### Problem to work on
A word-for-word repetition of all the entries is required.

(Spatial localization data)
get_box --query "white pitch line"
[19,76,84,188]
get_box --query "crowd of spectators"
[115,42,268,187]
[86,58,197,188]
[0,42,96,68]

### Response to the exercise
get_box --query "white pitch line"
[19,76,84,188]
get_box --query "crowd of spectators"
[115,42,268,187]
[86,58,197,188]
[0,42,96,68]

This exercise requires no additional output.